### Your instructions
Extract every line from the items below that contains the word "plastic", and reproduce each line in full.

### The data

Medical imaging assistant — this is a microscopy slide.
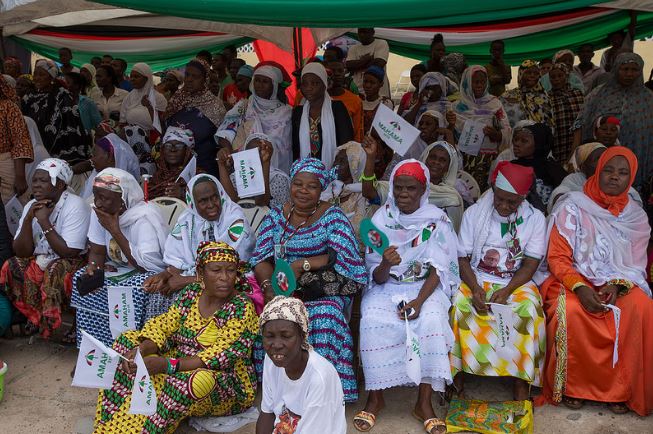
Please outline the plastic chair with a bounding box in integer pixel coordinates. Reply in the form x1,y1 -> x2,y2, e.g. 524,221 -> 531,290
152,196 -> 187,230
458,170 -> 481,202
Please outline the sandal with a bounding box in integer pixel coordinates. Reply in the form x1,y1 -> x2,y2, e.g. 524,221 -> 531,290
562,396 -> 585,410
413,410 -> 447,434
354,410 -> 376,432
608,402 -> 630,414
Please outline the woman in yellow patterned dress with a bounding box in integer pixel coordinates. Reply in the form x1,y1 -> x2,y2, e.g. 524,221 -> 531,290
95,242 -> 258,433
449,161 -> 546,401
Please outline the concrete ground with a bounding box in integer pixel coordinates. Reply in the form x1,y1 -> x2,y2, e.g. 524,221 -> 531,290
0,338 -> 653,434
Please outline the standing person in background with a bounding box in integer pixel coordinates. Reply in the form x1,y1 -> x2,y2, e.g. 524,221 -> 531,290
222,65 -> 254,110
397,63 -> 426,116
426,33 -> 447,74
345,28 -> 390,98
59,47 -> 79,75
0,75 -> 34,203
325,58 -> 365,143
111,59 -> 133,92
574,44 -> 605,95
485,39 -> 512,96
601,10 -> 637,72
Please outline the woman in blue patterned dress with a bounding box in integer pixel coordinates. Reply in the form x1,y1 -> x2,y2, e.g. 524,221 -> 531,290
71,167 -> 168,346
250,158 -> 367,402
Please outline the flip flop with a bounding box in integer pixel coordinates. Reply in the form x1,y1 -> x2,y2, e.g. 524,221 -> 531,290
354,410 -> 376,432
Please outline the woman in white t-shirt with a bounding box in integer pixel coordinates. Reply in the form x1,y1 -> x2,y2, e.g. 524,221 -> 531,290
256,296 -> 347,434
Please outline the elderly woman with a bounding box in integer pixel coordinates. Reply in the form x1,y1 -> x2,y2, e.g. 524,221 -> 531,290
71,167 -> 168,346
549,63 -> 585,164
361,137 -> 464,231
215,62 -> 292,173
547,142 -> 643,213
218,133 -> 290,207
402,72 -> 456,125
574,53 -> 653,192
453,65 -> 510,191
148,127 -> 195,200
88,65 -> 129,124
120,63 -> 168,137
500,60 -> 555,128
250,158 -> 367,402
0,158 -> 91,343
0,75 -> 34,203
256,296 -> 347,434
354,160 -> 460,434
80,133 -> 141,199
143,174 -> 254,317
94,242 -> 257,434
164,59 -> 225,176
450,161 -> 546,401
22,59 -> 90,165
541,147 -> 653,416
292,62 -> 354,169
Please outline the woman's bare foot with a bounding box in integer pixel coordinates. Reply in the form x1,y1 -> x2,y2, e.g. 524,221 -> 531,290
354,390 -> 385,432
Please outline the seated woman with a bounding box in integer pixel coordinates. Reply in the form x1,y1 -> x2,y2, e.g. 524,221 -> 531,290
256,296 -> 347,434
148,127 -> 195,200
71,167 -> 168,346
218,133 -> 290,207
506,124 -> 567,212
80,134 -> 141,200
292,62 -> 354,169
547,142 -> 644,214
361,137 -> 464,232
250,158 -> 367,402
0,158 -> 91,343
354,160 -> 460,434
215,61 -> 292,174
450,161 -> 546,401
94,242 -> 257,434
320,142 -> 367,238
541,146 -> 653,416
143,174 -> 254,318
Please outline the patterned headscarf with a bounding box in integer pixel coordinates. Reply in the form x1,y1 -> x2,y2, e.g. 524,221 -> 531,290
196,241 -> 240,267
34,59 -> 61,78
162,127 -> 195,148
36,158 -> 73,186
259,295 -> 311,351
290,157 -> 338,191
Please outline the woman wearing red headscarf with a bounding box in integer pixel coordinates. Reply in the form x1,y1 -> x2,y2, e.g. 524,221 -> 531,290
541,146 -> 653,416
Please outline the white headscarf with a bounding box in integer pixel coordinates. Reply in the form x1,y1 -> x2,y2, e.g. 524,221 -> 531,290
36,158 -> 73,186
163,174 -> 254,275
80,133 -> 141,199
120,63 -> 167,132
91,167 -> 168,271
299,62 -> 338,169
366,159 -> 460,299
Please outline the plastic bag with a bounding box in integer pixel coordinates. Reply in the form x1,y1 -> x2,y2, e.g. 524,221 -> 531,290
447,398 -> 533,434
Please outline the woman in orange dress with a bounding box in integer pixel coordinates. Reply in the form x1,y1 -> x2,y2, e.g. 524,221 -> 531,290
541,146 -> 653,416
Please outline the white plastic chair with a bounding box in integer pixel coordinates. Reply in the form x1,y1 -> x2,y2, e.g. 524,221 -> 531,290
458,170 -> 481,202
152,196 -> 187,230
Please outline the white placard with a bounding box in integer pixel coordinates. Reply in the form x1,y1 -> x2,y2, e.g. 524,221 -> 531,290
458,120 -> 485,156
129,350 -> 156,416
107,286 -> 136,339
231,149 -> 265,199
5,195 -> 23,235
603,304 -> 621,368
372,104 -> 420,157
72,330 -> 120,389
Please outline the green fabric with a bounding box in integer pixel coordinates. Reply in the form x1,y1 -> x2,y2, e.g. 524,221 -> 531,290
91,0 -> 596,28
380,11 -> 653,65
11,36 -> 252,72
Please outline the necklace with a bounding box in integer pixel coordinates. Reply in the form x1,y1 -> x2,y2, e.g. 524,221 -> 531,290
279,203 -> 319,256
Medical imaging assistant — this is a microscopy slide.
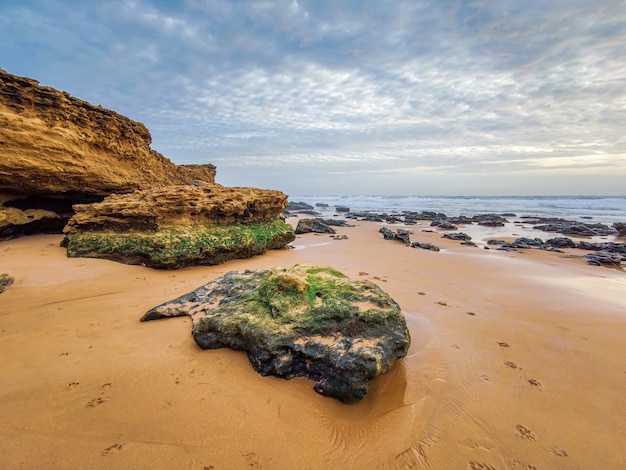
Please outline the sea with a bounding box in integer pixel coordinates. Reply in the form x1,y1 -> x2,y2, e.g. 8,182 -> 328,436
289,195 -> 626,225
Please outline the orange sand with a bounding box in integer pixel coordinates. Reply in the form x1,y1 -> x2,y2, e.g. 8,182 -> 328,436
0,219 -> 626,470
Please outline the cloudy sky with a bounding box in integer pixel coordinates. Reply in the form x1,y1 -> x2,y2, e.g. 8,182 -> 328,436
0,0 -> 626,195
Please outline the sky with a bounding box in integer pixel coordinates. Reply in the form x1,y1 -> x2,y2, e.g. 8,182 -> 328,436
0,0 -> 626,195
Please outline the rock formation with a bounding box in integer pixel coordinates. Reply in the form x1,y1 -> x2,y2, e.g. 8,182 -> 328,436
296,219 -> 335,234
141,265 -> 410,403
0,273 -> 15,294
0,69 -> 215,239
63,182 -> 295,269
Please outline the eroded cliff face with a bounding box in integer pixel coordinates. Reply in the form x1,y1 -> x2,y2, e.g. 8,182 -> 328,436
0,69 -> 215,238
63,182 -> 295,269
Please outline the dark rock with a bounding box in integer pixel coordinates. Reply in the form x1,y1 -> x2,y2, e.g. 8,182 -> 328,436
0,273 -> 15,294
545,237 -> 576,248
533,219 -> 615,237
430,219 -> 457,230
613,222 -> 626,238
508,237 -> 544,249
379,227 -> 411,245
576,241 -> 626,255
472,214 -> 509,227
411,242 -> 440,251
141,265 -> 410,403
448,215 -> 473,225
319,219 -> 354,227
296,219 -> 335,234
585,251 -> 622,266
442,232 -> 472,241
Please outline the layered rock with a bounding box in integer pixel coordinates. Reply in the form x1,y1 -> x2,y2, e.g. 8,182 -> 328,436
63,182 -> 295,269
141,265 -> 410,403
0,69 -> 215,238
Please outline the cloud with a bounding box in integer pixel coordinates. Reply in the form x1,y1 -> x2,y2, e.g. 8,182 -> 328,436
0,0 -> 626,192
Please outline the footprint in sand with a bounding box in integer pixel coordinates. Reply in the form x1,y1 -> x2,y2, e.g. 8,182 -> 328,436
102,444 -> 124,457
241,452 -> 261,468
515,424 -> 536,441
548,447 -> 567,457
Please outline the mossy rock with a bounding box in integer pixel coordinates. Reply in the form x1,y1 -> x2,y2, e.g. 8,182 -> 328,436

### Full answer
Please outline the plastic chair with a bounding box in integer pixel coordinates. Reply in the form x1,y1 -> x2,y2, e.g. 524,221 -> 531,290
Please outline the plastic bag with a bounding box in integer pixel coordinates. Reply in the form x1,y1 -> x2,y2, e.g. 524,221 -> 531,290
Please outline the white plastic chair with a bounding box in integer pixel coordinates. Reply in the form x1,y1 -> x2,y2, e.g. 524,221 -> 531,290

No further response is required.